▼
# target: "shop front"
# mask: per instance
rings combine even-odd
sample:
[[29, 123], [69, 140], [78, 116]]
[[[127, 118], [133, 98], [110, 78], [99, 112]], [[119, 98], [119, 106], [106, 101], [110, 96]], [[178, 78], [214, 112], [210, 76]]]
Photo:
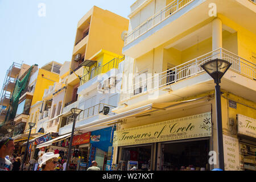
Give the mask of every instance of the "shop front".
[[95, 160], [101, 171], [110, 171], [113, 158], [113, 137], [115, 127], [91, 132], [89, 166]]
[[114, 132], [113, 170], [209, 170], [211, 113]]
[[90, 132], [73, 136], [69, 170], [86, 171], [88, 167]]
▲
§ **DO THIS**:
Write out all of the data above again, line for line and without any changes, but leave out the pictures.

§ **RESULT FOR THIS TASK**:
# target: "shop front"
# mask: per instance
rings combine even-odd
sample:
[[29, 123], [69, 140], [78, 116]]
[[[127, 118], [133, 98], [110, 78], [99, 112]], [[119, 98], [119, 106], [106, 101], [110, 96]], [[178, 78], [214, 112], [210, 76]]]
Photo:
Give the mask of every instance of the "shop front".
[[95, 160], [101, 171], [110, 171], [113, 158], [113, 137], [115, 127], [91, 132], [89, 166]]
[[114, 132], [113, 170], [209, 170], [211, 113]]
[[90, 132], [73, 136], [69, 170], [86, 171], [88, 167]]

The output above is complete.